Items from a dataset
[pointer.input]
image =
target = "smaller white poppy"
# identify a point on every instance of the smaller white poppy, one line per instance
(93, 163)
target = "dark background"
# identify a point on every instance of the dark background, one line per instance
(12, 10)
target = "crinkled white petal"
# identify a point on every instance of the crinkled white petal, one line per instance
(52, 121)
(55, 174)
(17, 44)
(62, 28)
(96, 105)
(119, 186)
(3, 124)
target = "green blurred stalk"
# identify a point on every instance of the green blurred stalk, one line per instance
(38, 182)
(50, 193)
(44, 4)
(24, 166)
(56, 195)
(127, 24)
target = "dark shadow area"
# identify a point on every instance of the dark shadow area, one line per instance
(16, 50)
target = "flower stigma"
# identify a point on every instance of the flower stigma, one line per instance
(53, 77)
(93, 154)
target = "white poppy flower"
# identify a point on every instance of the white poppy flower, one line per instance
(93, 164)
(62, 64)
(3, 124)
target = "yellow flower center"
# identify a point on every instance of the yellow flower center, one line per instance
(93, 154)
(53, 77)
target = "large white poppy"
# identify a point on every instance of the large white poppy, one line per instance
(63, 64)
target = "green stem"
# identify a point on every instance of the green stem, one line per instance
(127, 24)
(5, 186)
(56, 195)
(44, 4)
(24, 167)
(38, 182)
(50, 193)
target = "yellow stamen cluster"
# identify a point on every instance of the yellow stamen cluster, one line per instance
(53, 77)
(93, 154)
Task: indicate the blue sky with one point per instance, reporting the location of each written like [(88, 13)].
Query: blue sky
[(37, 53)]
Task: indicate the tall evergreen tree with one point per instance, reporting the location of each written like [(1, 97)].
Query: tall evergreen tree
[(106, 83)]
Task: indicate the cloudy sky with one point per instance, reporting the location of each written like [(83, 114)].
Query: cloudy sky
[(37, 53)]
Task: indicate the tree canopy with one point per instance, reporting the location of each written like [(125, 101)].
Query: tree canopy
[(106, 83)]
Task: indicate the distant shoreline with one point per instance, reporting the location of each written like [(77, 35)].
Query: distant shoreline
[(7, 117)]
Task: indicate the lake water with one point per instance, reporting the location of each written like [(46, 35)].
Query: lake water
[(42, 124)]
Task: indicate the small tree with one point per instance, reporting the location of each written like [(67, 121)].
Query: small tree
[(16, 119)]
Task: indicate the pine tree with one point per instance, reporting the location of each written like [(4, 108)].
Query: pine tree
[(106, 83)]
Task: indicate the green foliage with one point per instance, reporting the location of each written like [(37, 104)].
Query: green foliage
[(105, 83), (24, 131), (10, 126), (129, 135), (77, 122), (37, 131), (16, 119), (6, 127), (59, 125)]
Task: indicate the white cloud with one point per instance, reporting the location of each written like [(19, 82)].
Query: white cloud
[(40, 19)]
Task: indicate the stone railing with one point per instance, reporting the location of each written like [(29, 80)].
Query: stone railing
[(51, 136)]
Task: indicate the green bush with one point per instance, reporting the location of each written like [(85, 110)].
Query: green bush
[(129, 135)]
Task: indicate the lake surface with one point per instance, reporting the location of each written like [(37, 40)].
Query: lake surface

What the task asks: Report the lines above that contain "target".

Response to the exercise:
target = "smaller white poppy"
target = "dark background"
target = "crinkled white petal"
target = "green blurred stalk"
target = "dark shadow area"
target = "flower stigma"
target = "white poppy flower"
target = "yellow flower center"
target = "large white poppy"
target = "green stem"
target = "yellow stamen cluster"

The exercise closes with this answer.